* _TEXT TO READ_
I am most interested in how Simone Weil's life will speak to this, for me, for you.
Especially this part: "...I don't think there is much I can do about it, except confess it. I can't transform myself--I know, I've tried."
Because Simone Weil was not Orthodox, and even unbaptized, yet so radical an ascetic that she killed herself.
And we cannot do anything about it but confess?
Why can we not? Salvation is synergy; surely we can do more.
Hopefully this afternoon's film will be food for thought- and thought for what we really can do.
Love;
-Mark Basil
Dear Mark,
That I can do nothing about it is more a statement of the radical nature of the problem than a statement that I can do nothing at all. You are right, there is a synergy. However, in my experience (and we will see about Simone's), trying harder produces more me than God. Finding the place of synergy is essential and a huge part of that is confession of my weakness. I have a part, which is, ironically, to give everything which is not nearly enough. In fact, what often feels to me like giving everything is merely me trying to fulfil a persona I have created for myself or me trying to accomplish goals I have set for myself. (not that personal goals are necessarily bad, but achieving goals, even very pious ones, is not the same as being transformed into Christ's image).
Fr. Michael
"However, in my experience (and we will see about Simone's), trying harder produces more me than God."

* _EXERCISE INSTRUCTIONS_
[1] In the letters about Simone Weil, what does Mark Basil say salvation is?
[2] From the letters about Simone Weil, quote the passage that begins with the words "I am most interested" and ends with "really can do.".

Data entries
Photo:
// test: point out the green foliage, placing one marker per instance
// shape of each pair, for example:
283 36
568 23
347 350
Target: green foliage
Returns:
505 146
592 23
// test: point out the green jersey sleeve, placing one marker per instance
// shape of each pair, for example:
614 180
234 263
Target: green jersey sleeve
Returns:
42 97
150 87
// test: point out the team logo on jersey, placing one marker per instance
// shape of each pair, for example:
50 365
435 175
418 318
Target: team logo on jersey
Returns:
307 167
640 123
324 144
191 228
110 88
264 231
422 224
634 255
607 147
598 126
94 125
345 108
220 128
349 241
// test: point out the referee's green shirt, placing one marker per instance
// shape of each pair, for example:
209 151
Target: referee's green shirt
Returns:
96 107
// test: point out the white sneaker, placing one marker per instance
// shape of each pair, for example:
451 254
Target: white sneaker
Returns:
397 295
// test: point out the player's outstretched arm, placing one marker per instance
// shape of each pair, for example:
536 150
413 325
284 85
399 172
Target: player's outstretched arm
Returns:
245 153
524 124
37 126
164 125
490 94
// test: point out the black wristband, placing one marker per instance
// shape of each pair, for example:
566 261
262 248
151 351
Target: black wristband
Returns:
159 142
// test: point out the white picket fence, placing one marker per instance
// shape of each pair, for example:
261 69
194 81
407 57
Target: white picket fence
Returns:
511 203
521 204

---

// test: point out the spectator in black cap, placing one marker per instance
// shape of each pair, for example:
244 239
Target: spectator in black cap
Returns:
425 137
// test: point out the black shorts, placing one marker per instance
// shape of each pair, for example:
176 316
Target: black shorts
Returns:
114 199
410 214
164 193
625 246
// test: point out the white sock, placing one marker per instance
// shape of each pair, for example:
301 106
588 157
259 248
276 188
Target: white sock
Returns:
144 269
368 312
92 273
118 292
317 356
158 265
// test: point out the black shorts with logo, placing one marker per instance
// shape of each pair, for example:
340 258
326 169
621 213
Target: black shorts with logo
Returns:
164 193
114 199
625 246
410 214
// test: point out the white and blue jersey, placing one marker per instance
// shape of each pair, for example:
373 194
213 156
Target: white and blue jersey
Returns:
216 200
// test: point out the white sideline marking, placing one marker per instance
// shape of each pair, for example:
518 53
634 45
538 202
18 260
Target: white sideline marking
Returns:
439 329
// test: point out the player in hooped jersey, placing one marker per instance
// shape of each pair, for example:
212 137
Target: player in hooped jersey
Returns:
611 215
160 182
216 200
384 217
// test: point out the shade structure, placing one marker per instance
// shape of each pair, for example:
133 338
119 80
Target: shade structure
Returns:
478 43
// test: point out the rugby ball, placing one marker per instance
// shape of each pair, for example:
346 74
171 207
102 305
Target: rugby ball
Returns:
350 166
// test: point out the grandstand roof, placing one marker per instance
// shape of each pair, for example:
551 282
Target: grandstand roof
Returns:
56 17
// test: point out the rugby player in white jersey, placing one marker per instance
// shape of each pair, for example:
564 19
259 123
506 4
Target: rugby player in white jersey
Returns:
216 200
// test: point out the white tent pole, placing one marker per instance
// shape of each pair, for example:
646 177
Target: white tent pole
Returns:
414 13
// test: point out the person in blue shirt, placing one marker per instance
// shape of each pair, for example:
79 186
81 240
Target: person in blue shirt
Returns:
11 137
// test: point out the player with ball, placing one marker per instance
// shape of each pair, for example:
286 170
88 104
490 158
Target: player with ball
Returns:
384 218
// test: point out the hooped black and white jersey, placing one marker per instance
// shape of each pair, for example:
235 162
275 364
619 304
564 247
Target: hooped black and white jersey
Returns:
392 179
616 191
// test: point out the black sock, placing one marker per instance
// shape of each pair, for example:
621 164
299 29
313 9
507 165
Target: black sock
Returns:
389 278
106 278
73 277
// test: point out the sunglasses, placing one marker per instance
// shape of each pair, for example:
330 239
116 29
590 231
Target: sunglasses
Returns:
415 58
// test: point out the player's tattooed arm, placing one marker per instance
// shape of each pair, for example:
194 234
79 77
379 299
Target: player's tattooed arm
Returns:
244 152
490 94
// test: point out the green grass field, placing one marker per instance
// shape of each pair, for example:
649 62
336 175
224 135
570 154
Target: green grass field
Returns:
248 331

* _SOLUTIONS PER TASK_
[1] Salvation is synergy.

[2]
I am most interested in how Simone Weil's life will speak to this, for me, for you.
Especially this part: "...I don't think there is much I can do about it, except confess it. I can't transform myself--I know, I've tried."
Because Simone Weil was not Orthodox, and even unbaptized, yet so radical an ascetic that she killed herself.
And we cannot do anything about it but confess?
Why can we not? Salvation is synergy; surely we can do more.
Hopefully this afternoon's film will be food for thought- and thought for what we really can do.